■ PROBLEMS AND TASKS ■
a: Translate this sentence from the contact/H-bond matrix page into Spanish: "To overcome these limitations, use MD DaVis for analyzing the output files created by gmx hbond."
b: Answer these questions using the contact/H-bond matrix page:
(i) In what programming language is gmx hbond written?
(ii) What does the default .xvg file from gmx hbond contain?
(iii) Which option outputs the existence matrix for all H-bonds/contacts?

■ DOCUMENT SECTION ■
Contact/H-bond matrix#
Motivation#
GROMACS has an excellent tool to calculate hydrogen bonds (H-bonds) or contacts from trajectories called gmx hbond. It is written in C++, and the loops are parallelized. Therefore, its performance cannot be matched by any Python code. The default output from gmx hbond is a .xvg
file containing the total number of H-bonds/contacts between the selected groups over all frames, which is not very informative. The option -hbm
outputs the existence matrix for all H-bonds/contacts over all frames in an X PixMap (.xpm
) image:
Only a few image viewers support .xpm
file format, and the image cannot be easily interpreted because it does not contain any labels for the participating atoms and residues in the H-bonds/contacts. To overcome these limitations, use MD DaVis for analyzing the output files created by gmx hbond
.

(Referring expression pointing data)
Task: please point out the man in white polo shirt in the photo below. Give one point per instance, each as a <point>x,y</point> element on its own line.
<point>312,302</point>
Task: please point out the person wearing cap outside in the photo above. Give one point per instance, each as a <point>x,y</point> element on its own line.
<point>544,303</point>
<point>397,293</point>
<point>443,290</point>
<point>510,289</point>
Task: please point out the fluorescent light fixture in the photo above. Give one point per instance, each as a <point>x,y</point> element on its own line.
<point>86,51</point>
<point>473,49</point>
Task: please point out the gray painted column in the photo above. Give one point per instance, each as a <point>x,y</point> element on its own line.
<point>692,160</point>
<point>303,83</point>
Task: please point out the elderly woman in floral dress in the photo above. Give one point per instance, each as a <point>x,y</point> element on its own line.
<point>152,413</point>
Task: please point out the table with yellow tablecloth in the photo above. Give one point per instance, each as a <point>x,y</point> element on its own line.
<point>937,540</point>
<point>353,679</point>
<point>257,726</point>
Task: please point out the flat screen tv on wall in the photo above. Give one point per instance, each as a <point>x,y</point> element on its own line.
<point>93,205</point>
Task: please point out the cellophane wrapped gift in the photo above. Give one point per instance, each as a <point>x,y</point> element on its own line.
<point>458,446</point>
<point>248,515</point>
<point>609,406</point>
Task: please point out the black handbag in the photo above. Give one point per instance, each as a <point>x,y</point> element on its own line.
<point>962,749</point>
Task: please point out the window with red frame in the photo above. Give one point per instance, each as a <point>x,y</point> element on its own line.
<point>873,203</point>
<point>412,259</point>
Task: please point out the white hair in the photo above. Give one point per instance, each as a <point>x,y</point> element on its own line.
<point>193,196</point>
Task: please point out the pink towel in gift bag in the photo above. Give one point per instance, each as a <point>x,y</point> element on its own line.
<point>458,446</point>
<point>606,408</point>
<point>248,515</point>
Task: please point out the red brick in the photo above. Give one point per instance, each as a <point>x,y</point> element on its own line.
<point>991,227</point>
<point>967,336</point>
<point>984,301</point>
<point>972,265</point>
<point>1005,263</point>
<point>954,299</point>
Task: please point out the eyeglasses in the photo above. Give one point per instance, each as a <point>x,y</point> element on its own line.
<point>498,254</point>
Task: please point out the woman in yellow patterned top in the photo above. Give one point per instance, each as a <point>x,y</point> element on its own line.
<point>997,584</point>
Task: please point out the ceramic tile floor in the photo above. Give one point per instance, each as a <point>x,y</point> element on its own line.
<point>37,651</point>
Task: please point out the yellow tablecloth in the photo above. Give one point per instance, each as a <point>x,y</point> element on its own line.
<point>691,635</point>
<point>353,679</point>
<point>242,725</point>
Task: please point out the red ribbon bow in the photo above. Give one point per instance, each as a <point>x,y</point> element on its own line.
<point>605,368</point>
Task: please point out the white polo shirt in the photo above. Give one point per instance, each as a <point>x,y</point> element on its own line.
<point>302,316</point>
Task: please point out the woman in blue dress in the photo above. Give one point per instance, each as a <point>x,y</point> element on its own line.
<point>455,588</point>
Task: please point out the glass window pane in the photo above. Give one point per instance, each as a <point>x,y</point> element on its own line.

■ RESULTS IN ORDER ■
a: Para superar estas limitaciones, utilice MD DaVis para analizar los archivos de salida creados por gmx hbond.

b:
(i) C++.
(ii) The total number of H-bonds/contacts between the selected groups over all frames.
(iii) The option -hbm.